• ABOUT THIS TASK
Set the records down again in full, with every word kept.

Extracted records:
=======
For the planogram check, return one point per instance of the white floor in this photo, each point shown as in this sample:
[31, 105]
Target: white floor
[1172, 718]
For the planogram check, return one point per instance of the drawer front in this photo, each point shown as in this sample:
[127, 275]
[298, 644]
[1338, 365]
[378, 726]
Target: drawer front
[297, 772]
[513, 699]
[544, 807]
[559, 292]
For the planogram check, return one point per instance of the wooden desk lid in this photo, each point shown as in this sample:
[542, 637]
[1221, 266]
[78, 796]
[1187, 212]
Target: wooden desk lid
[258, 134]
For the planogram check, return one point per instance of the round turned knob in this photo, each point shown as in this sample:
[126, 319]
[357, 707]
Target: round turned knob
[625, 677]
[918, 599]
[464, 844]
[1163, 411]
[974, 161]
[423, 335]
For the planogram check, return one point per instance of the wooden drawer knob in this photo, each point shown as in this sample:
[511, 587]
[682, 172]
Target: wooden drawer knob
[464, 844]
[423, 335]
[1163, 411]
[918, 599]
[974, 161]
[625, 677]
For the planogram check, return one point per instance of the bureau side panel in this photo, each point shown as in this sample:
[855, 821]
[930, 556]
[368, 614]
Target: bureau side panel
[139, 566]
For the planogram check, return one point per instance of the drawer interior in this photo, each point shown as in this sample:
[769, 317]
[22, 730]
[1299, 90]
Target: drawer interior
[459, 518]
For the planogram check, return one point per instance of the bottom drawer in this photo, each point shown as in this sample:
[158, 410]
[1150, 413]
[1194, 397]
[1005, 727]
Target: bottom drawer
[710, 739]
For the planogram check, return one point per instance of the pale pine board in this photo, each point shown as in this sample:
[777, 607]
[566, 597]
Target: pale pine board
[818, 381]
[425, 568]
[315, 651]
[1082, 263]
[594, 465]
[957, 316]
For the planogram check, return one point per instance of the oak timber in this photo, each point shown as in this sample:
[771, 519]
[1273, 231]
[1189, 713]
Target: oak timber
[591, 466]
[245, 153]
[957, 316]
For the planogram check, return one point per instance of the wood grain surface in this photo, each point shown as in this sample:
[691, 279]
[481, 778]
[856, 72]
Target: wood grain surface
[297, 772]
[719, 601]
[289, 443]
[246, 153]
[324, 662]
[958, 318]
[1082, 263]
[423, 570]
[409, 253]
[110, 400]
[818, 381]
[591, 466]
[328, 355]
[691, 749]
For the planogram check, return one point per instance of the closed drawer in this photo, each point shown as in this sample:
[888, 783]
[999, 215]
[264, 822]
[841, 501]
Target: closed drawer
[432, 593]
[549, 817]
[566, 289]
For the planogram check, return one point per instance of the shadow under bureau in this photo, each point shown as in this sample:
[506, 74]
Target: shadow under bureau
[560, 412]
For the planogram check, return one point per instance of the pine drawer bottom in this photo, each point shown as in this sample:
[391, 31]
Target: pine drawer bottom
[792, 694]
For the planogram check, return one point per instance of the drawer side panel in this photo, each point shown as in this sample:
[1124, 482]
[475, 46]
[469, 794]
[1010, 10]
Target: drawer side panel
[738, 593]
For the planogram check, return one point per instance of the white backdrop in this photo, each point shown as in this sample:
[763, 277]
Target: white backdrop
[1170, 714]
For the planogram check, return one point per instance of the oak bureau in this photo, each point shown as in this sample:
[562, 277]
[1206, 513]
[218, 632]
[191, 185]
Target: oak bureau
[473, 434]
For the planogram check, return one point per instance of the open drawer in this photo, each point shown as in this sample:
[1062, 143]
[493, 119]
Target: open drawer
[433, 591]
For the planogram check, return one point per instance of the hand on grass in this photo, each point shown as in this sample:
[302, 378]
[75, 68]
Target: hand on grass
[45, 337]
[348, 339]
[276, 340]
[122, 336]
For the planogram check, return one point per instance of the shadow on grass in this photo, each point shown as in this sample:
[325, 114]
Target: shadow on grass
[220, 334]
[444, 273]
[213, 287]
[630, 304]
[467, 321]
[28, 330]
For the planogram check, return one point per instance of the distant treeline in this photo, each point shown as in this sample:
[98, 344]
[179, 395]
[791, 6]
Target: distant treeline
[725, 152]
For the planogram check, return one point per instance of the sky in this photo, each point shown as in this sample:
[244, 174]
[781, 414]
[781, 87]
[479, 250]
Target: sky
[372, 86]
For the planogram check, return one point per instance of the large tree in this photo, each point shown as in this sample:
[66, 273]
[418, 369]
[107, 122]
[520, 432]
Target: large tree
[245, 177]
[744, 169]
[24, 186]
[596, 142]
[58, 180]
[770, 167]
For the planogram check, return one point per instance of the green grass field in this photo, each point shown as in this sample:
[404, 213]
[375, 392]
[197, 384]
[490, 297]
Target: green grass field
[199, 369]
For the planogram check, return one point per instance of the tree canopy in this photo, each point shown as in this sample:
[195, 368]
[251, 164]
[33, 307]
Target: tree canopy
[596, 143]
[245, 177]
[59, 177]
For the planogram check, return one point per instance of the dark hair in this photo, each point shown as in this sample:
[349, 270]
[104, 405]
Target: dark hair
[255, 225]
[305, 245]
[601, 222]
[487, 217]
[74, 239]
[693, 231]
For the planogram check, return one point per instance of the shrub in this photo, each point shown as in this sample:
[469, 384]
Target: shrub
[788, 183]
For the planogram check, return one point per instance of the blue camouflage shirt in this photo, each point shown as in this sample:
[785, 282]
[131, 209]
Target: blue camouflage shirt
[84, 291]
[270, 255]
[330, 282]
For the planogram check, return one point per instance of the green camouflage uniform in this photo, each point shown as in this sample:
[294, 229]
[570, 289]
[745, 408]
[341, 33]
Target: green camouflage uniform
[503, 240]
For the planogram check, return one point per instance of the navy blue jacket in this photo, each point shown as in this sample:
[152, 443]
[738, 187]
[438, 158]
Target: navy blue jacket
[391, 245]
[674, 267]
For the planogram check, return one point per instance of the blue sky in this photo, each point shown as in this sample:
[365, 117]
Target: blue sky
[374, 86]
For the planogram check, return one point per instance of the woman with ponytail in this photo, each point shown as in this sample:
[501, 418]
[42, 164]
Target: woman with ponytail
=======
• SOLUTION FOR THIS PROBLEM
For the planogram check, return one point per instance of the white floor in this photo, each point shown as in this sample:
[31, 105]
Target: white floor
[1172, 718]
For the planogram check, return one point per instance of the drawer front in this photo, each point shown as in this sample:
[127, 275]
[298, 644]
[1338, 365]
[378, 726]
Target: drawer front
[297, 772]
[513, 699]
[544, 807]
[559, 292]
For the planogram check, return one point per instance of the wooden desk lid in this photo, each point shown as in this sample:
[542, 637]
[1221, 266]
[78, 796]
[1187, 212]
Target: wooden desk lid
[258, 134]
For the planogram check, return one point per instance of the round turned knob in this photo, each point shown as in this sample:
[126, 319]
[357, 707]
Target: round turned knob
[625, 677]
[918, 599]
[464, 844]
[1163, 411]
[974, 161]
[423, 335]
For the planogram check, return one point per instance of the wooden drawer knob in this photo, each point shown as in this sample:
[511, 587]
[682, 172]
Target: wooden drawer knob
[464, 844]
[423, 335]
[1163, 411]
[918, 599]
[974, 161]
[625, 677]
For the planogram check, return one point per instance of the bureau side panel in this photo, each point shown as in this sample:
[855, 821]
[930, 556]
[368, 614]
Target: bureau side panel
[139, 566]
For the planogram check, return one point per instance of the drawer interior in this photo, each point shown as in this sample:
[769, 317]
[22, 730]
[1299, 90]
Target: drawer interior
[459, 518]
For the planogram check, return one point per instance of the bottom drawer in this photo, each point shown as in this sample:
[158, 410]
[1150, 413]
[1194, 397]
[1005, 727]
Target: bottom drawer
[710, 739]
For the planogram check, return one point per instance of the pale pine board in this photo, each point shown as in this sample:
[777, 607]
[566, 597]
Target: pale pine board
[818, 381]
[425, 568]
[315, 651]
[1082, 263]
[594, 465]
[957, 316]
For the planogram check, return one point per instance of the oak timber in this photo, each point shown as in this sample:
[771, 519]
[1273, 231]
[1189, 713]
Target: oak timber
[591, 466]
[245, 153]
[957, 316]
For the planogram check, return one point per instance of the wood grain surface in this photo, each point shown as in this sample:
[691, 279]
[481, 778]
[856, 72]
Target: wood grain surface
[297, 772]
[719, 601]
[289, 443]
[246, 153]
[324, 662]
[958, 318]
[1082, 263]
[423, 570]
[409, 253]
[110, 400]
[818, 381]
[591, 466]
[328, 355]
[691, 749]
For the planogram check, return one point per instance of the closed drawer in this photo, each point shown as in this sample:
[888, 783]
[999, 215]
[264, 822]
[841, 501]
Target: closed drawer
[432, 593]
[549, 817]
[566, 289]
For the planogram check, return one point per instance of the shadow under bureau in this photo, each point shown as in this sample:
[506, 74]
Target: shadow under bureau
[560, 412]
For the planogram check, return one point per instance of the pine drawer bottom in this photo, each point shown as in this sample:
[391, 31]
Target: pine drawer bottom
[792, 694]
For the planogram check, return one point per instance of the drawer side panel in this photo, each point shown as in this sample:
[1124, 482]
[475, 46]
[469, 794]
[1010, 10]
Target: drawer side panel
[738, 593]
For the planogram check, return one point per instance of the white backdrop in this photo, each point shown as in this sample:
[763, 277]
Target: white backdrop
[1170, 714]
For the planogram check, return one point per instance of the oak bureau in this photo, each point shown as in this sample:
[562, 277]
[1206, 513]
[218, 632]
[191, 185]
Target: oak bureau
[473, 434]
For the planogram check, return one point per instance of the open drawer in this photo, each point shown as in this sample:
[1062, 143]
[493, 119]
Target: open drawer
[433, 591]
For the planogram check, return one point per instance of the hand on grass in this photo, each point shown as in this sample:
[302, 378]
[75, 68]
Target: hand on grass
[45, 337]
[348, 339]
[276, 340]
[122, 336]
For the planogram check, return one point per instance of the shadow on grass in this photo, each point shown as in this sample:
[325, 114]
Target: shadow on grass
[220, 334]
[444, 273]
[213, 287]
[630, 304]
[467, 321]
[28, 330]
For the planogram check, return one point per instance of the distant treeline in this photo, each point shown as in this sample:
[98, 344]
[179, 395]
[791, 6]
Target: distant treeline
[725, 152]
For the planogram check, return one point per instance of the sky in this photo, each point shown as in this sample:
[244, 174]
[781, 414]
[781, 87]
[479, 250]
Target: sky
[372, 86]
For the planogram check, return one point per instance of the large tree in this photo, each point shown as in this sample:
[66, 273]
[418, 369]
[107, 122]
[520, 432]
Target: large tree
[245, 177]
[744, 169]
[24, 186]
[596, 142]
[58, 180]
[770, 167]
For the planogram check, return one point per instance of the green grass field in this photo, each point shown as in this sample:
[404, 213]
[375, 392]
[197, 384]
[490, 297]
Target: green grass field
[199, 369]
For the planogram check, return one point per instance of the tree canopy in this photo, each point shown as in this sample:
[195, 368]
[251, 164]
[33, 307]
Target: tree canopy
[596, 143]
[245, 177]
[59, 177]
For the planogram check, return one point per instance of the dark hair in this photo, each point shown as in this sample:
[349, 270]
[104, 405]
Target: dark hair
[255, 225]
[305, 245]
[601, 222]
[487, 217]
[74, 239]
[693, 231]
For the planogram check, return one point per instance of the shrub in this photo, each point shown as in this sample:
[469, 384]
Target: shrub
[788, 183]
For the planogram check, return one point per instance of the blue camouflage shirt in this photo, each point shown as in this sample:
[785, 282]
[131, 209]
Target: blue camouflage shirt
[84, 291]
[270, 255]
[330, 282]
For the planogram check, return one point per instance of the green camouflage uniform in this photo, each point shown as in this sample:
[294, 229]
[570, 289]
[745, 408]
[341, 33]
Target: green camouflage uniform
[503, 240]
For the planogram check, return one point per instance of the navy blue jacket in this photo, each point shown as in this sample:
[152, 443]
[738, 187]
[438, 158]
Target: navy blue jacket
[391, 245]
[674, 267]
For the planogram check, return one point per instance of the blue sky in this photo, each point shown as in this sample:
[365, 117]
Target: blue sky
[374, 86]
For the planogram check, return one point per instance of the woman with ponytail in this photo, each point shown as in this sample:
[501, 418]
[42, 164]
Target: woman with ponytail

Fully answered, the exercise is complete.